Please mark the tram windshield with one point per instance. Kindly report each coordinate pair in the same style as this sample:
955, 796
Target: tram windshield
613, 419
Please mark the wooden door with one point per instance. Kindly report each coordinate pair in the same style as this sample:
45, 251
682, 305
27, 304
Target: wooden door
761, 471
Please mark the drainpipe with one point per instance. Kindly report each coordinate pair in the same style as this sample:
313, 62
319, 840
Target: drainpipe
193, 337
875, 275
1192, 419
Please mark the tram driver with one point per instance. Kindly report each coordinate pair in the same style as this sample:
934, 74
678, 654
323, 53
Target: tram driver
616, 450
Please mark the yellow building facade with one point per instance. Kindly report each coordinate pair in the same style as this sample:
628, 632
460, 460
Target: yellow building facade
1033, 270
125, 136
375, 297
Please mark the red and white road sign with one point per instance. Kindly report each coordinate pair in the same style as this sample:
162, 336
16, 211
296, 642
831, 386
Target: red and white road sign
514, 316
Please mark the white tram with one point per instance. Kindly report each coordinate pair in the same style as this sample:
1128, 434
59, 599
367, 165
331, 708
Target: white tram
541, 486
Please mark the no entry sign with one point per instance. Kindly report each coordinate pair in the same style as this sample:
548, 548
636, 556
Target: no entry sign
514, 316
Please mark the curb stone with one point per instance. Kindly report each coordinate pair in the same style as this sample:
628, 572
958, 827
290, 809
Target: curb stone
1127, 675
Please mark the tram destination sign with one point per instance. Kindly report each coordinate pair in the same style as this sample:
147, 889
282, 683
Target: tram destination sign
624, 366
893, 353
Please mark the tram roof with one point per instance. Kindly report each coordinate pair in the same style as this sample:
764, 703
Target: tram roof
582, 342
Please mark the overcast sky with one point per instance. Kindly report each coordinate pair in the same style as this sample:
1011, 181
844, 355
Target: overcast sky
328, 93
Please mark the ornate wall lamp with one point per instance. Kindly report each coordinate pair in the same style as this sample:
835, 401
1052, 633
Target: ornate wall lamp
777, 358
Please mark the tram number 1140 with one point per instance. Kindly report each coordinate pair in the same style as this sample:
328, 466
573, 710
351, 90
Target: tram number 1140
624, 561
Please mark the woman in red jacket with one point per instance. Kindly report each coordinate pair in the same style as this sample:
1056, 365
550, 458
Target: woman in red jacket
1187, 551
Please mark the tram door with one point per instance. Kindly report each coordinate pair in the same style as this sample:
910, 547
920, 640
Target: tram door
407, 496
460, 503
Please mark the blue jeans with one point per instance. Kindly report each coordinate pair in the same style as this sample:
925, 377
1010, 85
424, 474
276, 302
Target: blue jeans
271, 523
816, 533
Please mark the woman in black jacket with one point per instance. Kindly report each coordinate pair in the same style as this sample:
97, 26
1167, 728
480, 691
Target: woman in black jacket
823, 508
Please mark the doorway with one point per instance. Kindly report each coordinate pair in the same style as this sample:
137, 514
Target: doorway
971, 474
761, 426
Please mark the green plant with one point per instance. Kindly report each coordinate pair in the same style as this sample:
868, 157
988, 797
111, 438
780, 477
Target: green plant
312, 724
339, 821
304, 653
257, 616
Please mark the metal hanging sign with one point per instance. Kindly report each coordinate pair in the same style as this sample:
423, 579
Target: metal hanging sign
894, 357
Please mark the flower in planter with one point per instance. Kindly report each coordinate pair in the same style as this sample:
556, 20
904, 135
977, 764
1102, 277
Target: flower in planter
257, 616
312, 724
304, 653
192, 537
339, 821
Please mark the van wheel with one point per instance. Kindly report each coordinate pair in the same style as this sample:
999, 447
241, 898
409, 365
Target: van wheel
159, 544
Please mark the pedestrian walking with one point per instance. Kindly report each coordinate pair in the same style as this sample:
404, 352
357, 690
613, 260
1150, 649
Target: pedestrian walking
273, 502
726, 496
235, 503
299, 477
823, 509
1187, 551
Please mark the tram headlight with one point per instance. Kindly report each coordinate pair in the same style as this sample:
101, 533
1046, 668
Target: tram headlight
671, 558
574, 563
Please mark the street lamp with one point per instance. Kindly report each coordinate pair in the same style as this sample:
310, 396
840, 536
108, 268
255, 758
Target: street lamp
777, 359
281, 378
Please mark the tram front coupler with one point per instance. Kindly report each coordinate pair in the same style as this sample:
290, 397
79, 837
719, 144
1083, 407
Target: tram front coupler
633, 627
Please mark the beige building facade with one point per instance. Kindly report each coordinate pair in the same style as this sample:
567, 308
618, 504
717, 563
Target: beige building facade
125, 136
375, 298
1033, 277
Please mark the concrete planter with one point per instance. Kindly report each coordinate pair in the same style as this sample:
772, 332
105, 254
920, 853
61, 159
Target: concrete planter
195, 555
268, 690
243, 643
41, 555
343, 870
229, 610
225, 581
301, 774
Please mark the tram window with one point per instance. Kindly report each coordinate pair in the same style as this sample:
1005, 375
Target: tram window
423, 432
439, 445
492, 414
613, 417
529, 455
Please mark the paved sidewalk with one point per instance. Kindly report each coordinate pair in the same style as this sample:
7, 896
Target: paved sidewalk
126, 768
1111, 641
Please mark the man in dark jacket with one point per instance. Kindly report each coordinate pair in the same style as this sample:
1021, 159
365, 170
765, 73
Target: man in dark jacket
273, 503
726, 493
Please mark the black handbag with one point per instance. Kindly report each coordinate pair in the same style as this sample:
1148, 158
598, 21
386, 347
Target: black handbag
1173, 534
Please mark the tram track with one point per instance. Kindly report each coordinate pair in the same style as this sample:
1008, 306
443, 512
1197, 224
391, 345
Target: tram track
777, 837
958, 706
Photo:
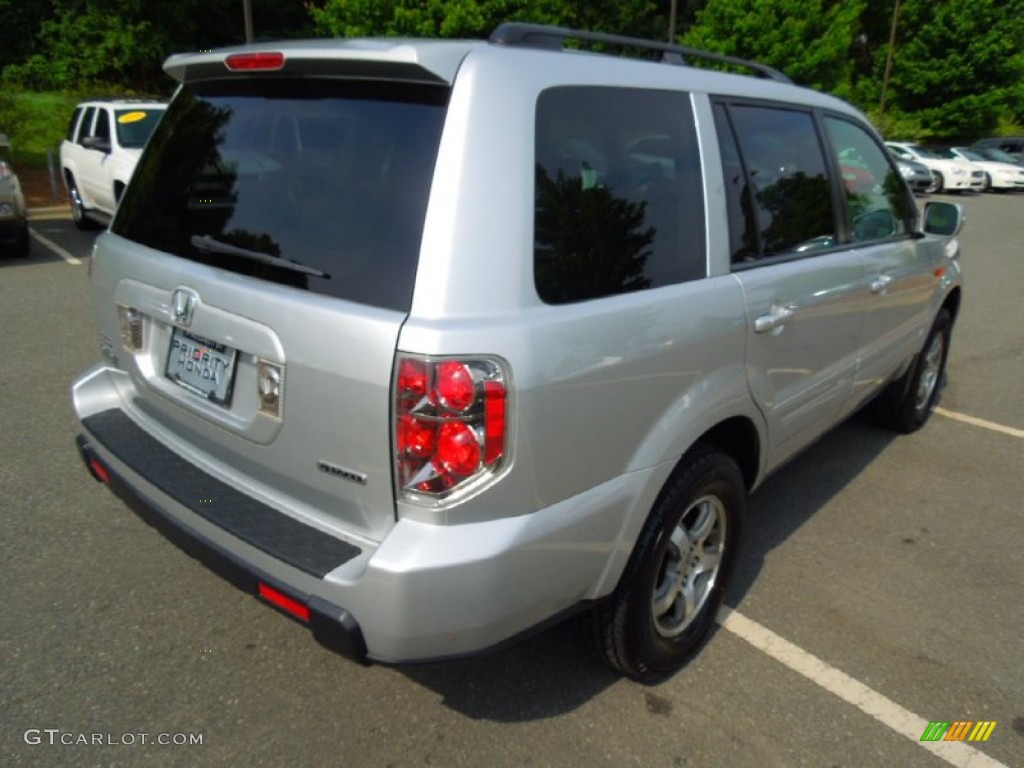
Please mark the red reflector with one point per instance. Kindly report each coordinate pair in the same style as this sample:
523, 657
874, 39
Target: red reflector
458, 451
455, 386
284, 602
99, 471
494, 421
254, 61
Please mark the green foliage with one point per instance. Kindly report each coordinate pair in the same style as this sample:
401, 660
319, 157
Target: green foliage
35, 122
957, 69
809, 40
469, 18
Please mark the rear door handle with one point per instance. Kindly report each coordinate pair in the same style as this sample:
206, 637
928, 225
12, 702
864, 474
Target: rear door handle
775, 318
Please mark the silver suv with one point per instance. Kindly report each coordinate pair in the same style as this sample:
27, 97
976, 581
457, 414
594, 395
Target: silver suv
431, 343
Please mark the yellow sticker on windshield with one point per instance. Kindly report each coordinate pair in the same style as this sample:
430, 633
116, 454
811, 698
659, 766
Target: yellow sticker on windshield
131, 117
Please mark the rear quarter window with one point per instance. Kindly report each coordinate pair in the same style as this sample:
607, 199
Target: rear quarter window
316, 183
619, 204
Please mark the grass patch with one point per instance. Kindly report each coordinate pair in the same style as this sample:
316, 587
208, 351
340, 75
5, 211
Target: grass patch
35, 123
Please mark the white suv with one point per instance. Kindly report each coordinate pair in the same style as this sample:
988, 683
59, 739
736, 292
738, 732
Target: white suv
99, 154
429, 343
951, 173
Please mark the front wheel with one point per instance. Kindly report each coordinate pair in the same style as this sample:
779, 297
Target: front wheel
669, 595
908, 401
24, 246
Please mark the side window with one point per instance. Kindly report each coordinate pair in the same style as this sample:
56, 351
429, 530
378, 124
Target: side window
85, 129
102, 129
619, 203
74, 122
877, 201
785, 202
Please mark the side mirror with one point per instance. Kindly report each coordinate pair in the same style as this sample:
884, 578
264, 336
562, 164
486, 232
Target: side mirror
945, 219
94, 142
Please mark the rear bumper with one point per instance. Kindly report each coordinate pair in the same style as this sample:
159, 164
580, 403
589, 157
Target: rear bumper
331, 625
423, 593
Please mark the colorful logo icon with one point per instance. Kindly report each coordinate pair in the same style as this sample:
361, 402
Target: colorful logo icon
958, 730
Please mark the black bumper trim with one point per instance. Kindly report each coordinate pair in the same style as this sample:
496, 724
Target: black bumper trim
332, 626
254, 522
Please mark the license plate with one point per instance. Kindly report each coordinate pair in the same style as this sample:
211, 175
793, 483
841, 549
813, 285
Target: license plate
202, 366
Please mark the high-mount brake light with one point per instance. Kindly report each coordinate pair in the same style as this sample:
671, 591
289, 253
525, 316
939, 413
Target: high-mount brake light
262, 61
451, 425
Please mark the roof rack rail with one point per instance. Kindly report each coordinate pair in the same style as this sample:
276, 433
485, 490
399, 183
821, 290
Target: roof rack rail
552, 38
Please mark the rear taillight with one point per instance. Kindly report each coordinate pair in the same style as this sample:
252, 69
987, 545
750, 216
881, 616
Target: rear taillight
451, 424
257, 61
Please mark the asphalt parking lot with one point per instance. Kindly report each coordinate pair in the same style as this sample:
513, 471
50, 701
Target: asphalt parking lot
880, 589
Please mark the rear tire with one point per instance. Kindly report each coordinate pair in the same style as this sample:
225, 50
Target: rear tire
907, 402
24, 246
670, 593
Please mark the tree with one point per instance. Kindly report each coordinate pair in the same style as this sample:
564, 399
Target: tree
121, 44
468, 18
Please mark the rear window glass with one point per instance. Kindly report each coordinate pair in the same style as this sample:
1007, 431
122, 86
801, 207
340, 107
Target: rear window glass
315, 183
134, 126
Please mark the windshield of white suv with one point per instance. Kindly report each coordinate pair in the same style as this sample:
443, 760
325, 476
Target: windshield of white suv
942, 153
315, 183
135, 125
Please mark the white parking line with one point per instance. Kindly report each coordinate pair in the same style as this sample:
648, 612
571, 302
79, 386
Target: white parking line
853, 691
1012, 431
55, 248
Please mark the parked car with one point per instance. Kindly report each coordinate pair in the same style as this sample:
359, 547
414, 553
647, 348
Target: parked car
916, 175
431, 343
99, 153
13, 213
1011, 144
990, 153
949, 172
998, 175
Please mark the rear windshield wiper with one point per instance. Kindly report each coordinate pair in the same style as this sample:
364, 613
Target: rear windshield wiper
206, 244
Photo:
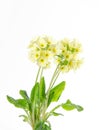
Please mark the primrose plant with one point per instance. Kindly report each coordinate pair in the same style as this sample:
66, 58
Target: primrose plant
43, 50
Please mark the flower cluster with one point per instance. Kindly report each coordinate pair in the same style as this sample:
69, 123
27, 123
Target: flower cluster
65, 52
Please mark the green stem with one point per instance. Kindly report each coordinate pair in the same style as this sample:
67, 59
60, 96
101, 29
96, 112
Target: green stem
56, 77
37, 75
54, 74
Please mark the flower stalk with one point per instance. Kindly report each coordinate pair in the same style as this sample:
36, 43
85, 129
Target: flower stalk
42, 51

= = = = = = =

**AIM**
Repeat, character for character, the lines from the one that holds "Please mark the flower cluster" to the final line of the material, inclusive, and no other lines.

**WRITTEN ANSWER**
Please mark the flower cluster with one point per instance. Kindly report each coordinate pair in the same style as this sample:
69, 123
27, 123
Target: flower cluster
65, 52
Please mark the green stem with one point per instance. Kindly report each coordinate pair in the same style as this sample:
67, 59
60, 96
101, 29
96, 112
Target: green stem
56, 77
37, 75
54, 74
Please mark the flower stalk with one point per instance. Kindly report each coordinate pair in the same style as this sample:
36, 43
85, 129
Target: flower stalk
42, 51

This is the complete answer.